Dataset items:
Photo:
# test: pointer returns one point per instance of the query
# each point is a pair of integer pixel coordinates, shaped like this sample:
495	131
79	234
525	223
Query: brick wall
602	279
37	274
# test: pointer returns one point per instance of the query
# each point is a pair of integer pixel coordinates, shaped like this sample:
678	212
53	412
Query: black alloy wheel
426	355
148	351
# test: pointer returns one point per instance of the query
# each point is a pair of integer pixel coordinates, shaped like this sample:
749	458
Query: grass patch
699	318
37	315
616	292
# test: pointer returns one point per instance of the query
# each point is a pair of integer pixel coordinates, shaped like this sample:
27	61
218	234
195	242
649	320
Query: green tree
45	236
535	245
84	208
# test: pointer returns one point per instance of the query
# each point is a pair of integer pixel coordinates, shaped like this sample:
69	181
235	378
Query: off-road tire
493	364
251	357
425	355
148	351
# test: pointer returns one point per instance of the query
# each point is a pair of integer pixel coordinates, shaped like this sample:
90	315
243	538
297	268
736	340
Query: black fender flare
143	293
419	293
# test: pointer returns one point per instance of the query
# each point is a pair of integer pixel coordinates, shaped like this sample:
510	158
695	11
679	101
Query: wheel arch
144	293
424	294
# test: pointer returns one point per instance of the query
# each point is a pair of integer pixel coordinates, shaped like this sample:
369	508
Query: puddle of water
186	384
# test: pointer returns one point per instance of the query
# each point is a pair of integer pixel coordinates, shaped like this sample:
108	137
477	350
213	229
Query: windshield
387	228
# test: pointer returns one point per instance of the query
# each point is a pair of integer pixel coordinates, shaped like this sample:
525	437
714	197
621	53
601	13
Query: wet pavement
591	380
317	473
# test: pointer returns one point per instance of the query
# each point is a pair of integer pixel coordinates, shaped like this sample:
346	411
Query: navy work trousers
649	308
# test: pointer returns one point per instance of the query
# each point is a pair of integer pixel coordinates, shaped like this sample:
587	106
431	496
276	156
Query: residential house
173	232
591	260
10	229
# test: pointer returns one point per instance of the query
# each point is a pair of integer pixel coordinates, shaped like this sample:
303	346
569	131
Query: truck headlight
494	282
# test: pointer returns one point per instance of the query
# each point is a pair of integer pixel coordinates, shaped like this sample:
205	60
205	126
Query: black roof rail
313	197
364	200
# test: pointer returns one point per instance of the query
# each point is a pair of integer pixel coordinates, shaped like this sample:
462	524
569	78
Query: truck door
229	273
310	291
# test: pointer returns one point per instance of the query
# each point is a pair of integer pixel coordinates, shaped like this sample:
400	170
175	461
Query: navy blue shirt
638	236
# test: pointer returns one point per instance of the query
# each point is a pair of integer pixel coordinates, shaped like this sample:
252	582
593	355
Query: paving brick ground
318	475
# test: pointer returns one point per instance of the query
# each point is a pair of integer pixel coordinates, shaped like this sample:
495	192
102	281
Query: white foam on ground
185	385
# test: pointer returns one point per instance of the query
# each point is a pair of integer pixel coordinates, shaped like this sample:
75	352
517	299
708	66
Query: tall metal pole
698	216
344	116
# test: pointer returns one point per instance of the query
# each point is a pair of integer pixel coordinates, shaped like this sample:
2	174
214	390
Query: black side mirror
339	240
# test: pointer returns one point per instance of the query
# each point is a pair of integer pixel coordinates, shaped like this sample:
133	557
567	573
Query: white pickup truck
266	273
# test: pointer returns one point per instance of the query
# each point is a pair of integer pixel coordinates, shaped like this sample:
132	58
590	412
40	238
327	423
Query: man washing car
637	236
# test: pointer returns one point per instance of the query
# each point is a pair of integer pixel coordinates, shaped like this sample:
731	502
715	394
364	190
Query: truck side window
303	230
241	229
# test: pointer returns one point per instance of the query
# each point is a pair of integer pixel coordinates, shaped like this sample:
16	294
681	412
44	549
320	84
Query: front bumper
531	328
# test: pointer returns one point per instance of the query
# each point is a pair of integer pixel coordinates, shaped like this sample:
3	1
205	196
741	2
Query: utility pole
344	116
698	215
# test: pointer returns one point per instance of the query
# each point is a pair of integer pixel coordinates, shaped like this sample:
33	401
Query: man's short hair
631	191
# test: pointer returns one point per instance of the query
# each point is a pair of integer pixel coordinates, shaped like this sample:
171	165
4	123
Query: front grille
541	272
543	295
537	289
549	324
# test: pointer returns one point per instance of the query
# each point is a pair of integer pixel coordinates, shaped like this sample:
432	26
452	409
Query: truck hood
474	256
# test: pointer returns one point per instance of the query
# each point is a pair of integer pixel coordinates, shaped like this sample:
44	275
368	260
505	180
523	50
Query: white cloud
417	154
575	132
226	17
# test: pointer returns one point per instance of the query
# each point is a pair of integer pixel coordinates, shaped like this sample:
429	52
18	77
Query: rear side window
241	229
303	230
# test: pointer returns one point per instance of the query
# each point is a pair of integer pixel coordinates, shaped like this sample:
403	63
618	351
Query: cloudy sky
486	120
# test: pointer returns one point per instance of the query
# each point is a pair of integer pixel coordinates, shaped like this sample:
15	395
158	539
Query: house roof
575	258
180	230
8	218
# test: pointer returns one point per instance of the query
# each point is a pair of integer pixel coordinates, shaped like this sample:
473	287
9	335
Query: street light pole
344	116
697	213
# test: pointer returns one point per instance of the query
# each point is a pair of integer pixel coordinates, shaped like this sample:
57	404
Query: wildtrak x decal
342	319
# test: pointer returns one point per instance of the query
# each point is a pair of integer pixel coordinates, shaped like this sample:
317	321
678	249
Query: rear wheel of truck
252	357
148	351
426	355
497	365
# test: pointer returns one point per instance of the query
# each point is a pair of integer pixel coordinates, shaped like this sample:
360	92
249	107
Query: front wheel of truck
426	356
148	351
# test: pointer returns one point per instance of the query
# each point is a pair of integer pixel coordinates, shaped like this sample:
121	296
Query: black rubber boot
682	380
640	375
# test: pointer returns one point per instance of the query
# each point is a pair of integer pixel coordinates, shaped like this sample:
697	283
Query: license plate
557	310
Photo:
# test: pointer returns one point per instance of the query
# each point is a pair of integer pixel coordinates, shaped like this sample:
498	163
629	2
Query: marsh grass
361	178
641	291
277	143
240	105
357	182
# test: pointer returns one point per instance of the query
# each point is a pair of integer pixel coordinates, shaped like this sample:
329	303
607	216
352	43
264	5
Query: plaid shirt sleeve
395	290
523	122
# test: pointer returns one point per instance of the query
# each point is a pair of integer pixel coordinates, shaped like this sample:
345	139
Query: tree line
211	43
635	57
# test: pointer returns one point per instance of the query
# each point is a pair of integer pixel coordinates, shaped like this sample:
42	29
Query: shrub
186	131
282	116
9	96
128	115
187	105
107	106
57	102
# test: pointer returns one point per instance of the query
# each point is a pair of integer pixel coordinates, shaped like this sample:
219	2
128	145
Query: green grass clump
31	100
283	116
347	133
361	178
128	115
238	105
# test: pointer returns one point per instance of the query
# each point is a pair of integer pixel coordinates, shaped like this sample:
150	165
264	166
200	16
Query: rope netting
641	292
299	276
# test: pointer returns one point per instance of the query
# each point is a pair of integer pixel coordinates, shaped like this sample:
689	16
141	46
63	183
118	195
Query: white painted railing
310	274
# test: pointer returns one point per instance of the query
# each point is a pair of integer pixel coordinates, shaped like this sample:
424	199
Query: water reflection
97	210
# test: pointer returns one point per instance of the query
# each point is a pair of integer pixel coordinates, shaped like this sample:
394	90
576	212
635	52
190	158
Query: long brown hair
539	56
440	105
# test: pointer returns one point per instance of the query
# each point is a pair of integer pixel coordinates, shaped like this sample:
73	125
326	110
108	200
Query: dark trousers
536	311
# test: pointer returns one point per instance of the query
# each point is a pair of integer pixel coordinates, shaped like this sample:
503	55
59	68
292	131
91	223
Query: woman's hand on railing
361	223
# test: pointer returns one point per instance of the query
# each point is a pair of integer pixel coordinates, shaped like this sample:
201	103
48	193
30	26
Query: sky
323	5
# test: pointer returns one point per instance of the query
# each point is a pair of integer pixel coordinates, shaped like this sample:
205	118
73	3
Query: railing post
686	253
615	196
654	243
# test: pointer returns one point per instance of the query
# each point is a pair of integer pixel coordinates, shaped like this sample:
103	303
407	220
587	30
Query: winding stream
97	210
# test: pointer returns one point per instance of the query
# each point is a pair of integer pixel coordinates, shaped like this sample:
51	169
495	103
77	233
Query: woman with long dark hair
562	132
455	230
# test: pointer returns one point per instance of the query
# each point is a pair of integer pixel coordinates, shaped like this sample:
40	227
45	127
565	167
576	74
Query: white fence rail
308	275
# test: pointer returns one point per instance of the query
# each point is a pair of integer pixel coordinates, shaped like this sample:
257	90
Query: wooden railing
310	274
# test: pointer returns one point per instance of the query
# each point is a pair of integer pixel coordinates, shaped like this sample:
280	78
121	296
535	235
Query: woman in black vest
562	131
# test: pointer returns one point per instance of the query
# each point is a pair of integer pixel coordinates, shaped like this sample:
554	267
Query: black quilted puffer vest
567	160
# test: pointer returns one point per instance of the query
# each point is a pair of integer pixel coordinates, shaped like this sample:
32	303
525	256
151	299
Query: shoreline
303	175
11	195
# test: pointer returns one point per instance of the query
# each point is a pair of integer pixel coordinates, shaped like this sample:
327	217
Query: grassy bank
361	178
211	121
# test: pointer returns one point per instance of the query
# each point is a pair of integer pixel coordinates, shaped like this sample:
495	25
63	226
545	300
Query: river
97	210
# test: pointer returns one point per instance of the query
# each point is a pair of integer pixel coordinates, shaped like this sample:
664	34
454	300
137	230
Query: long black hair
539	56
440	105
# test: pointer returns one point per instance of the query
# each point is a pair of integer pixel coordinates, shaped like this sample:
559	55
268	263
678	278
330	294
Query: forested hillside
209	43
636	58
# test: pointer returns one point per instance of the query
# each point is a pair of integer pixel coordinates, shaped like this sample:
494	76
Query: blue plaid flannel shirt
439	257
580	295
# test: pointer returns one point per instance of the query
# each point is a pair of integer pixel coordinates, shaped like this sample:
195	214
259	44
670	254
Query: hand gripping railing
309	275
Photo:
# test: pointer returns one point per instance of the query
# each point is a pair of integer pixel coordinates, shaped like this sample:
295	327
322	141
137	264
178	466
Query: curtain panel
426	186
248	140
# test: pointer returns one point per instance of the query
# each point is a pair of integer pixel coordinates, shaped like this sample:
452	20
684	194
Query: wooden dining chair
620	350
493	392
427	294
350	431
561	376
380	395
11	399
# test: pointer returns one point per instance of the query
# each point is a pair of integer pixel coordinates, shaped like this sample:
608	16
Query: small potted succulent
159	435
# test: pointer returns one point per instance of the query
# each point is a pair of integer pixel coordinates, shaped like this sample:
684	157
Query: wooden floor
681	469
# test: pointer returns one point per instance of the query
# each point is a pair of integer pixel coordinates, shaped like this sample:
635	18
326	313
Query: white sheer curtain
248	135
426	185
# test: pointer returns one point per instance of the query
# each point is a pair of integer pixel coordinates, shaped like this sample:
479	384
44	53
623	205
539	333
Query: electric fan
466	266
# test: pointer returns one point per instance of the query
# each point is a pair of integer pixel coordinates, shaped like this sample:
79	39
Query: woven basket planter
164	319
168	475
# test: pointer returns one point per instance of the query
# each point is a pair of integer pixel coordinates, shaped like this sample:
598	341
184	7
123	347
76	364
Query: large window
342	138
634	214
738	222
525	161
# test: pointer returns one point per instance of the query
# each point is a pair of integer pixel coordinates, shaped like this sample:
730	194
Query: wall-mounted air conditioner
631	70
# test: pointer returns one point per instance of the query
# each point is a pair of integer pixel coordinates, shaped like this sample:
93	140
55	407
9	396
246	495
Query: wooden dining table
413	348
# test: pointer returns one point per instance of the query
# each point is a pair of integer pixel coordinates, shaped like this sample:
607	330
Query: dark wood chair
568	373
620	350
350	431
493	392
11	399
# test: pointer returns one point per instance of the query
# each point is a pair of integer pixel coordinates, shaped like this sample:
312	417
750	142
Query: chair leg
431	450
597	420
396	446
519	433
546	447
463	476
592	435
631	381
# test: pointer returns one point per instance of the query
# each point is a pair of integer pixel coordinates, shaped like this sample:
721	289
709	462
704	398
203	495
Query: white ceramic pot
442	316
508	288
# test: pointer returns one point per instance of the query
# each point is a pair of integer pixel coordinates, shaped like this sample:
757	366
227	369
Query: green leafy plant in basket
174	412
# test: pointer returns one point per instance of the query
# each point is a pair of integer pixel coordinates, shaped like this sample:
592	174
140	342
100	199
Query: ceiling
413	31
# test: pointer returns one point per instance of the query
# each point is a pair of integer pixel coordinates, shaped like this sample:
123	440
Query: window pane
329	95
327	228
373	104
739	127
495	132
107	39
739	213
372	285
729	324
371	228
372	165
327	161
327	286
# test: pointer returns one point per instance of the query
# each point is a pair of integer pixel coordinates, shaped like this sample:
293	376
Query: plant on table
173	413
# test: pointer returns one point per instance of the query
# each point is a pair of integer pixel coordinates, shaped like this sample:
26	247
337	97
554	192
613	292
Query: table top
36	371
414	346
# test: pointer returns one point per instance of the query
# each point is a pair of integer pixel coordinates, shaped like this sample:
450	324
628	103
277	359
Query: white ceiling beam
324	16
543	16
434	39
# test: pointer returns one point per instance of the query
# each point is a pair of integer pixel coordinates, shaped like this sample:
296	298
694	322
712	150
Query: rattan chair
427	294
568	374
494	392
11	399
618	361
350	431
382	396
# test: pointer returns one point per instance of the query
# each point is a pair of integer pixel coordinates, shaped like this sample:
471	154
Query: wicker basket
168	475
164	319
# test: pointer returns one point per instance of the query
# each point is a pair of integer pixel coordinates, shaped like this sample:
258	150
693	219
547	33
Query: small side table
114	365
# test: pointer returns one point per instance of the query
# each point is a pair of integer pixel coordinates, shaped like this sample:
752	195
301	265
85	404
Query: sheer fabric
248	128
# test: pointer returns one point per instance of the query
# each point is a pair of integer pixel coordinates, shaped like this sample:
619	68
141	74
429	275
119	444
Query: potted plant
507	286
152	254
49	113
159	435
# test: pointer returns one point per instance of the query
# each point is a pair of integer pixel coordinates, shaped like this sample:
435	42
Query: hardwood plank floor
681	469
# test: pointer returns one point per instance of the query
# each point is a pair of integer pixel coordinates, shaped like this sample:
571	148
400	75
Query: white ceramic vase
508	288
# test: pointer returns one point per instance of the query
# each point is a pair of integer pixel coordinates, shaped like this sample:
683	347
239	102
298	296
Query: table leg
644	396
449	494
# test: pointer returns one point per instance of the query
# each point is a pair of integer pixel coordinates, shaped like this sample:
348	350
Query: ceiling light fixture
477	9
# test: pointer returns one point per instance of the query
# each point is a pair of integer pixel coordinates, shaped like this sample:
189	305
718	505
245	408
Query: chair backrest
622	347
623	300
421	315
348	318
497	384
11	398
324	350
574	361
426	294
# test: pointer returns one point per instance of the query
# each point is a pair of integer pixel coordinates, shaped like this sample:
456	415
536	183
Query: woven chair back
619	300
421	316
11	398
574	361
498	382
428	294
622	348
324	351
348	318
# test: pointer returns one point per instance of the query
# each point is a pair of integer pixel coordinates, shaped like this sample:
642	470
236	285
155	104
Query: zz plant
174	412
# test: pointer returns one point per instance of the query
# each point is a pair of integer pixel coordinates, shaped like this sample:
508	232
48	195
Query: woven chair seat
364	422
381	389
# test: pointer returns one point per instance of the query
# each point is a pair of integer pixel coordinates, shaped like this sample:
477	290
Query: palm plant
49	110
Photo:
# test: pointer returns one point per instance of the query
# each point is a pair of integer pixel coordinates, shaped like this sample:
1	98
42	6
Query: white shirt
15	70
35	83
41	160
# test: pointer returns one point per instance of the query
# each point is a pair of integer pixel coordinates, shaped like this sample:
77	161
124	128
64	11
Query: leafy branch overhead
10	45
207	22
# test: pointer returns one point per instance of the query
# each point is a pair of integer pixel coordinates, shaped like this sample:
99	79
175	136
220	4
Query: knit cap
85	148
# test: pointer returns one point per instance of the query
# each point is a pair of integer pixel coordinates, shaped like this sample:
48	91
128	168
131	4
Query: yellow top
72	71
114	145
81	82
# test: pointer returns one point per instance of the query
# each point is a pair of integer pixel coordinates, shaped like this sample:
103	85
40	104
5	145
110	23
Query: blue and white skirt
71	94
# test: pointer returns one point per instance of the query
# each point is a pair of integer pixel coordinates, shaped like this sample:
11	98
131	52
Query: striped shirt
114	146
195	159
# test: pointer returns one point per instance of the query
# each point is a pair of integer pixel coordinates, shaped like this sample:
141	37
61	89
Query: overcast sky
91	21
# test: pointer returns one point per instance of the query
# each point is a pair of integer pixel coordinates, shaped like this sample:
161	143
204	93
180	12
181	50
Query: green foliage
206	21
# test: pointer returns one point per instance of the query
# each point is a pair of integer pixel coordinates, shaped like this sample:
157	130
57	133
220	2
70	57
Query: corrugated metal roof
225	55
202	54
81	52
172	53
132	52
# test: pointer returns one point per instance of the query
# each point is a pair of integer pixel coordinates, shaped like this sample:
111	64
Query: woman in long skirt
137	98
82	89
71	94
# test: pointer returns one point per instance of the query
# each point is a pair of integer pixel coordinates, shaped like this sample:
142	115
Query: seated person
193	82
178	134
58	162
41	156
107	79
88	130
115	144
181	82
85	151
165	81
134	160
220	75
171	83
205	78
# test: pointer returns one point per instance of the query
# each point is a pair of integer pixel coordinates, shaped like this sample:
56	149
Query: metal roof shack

**Problem requirements:** Pick out each line above that has the word "basket" in it, matching case exactly, and copy those lines.

**Task output:**
Query: woven basket planter
Query: green leafy plant in basket
Query: wicker basket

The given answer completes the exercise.